> Exercise requirements
Shift every coordinate in the records below by adding 96 to each of its numbers. Write out all the lines again, keeping the phrase lines unchanged.

Coordinate annotation records:
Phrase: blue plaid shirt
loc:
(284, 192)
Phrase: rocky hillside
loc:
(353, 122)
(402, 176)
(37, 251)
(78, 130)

> Final result
Phrase: blue plaid shirt
loc:
(380, 288)
Phrase: rocky hillside
loc:
(449, 218)
(498, 272)
(133, 347)
(174, 226)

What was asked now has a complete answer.